Copy the lines below word for word, leaving out the pictures.

> **Supplied entries**:
__________________________________________________

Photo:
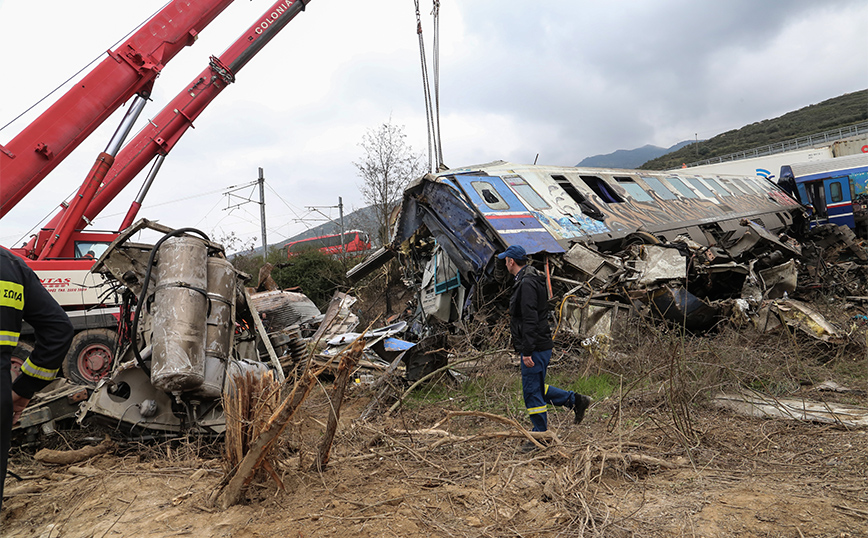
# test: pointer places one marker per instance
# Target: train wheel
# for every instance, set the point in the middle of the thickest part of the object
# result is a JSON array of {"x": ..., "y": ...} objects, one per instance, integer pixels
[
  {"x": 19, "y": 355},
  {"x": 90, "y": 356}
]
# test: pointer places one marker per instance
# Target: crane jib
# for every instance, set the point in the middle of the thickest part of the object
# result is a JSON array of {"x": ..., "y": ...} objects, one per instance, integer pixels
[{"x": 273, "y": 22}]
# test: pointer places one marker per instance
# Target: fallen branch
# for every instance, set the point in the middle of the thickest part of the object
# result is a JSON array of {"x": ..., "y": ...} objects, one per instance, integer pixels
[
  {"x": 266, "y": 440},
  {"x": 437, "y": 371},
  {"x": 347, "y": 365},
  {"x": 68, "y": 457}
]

__________________________________________________

> **Answer to this exercise**:
Photo:
# test: pointer places one marker per instance
# Target: train wheel
# for every instance, set the point in the middle of the thickest part of the object
# result is a JSON array of {"x": ..., "y": ...} objects, one per instance, integer pixels
[
  {"x": 19, "y": 355},
  {"x": 90, "y": 356}
]
# test: pointer places one marker per instance
# Target: crane jib
# for every instance, set the point in the middle of the thickest part of the object
# result is a JSON array of {"x": ..., "y": ...} objects, one per instance, integer pixels
[{"x": 273, "y": 22}]
# test: pointer places one marker per instance
# Target: fallen branch
# for every instance, set the point in the middle of the thickest part of the object
# result is a JSON array of {"x": ..., "y": ...} objects, one per instance, integer pixels
[
  {"x": 266, "y": 440},
  {"x": 437, "y": 371},
  {"x": 347, "y": 365},
  {"x": 68, "y": 457}
]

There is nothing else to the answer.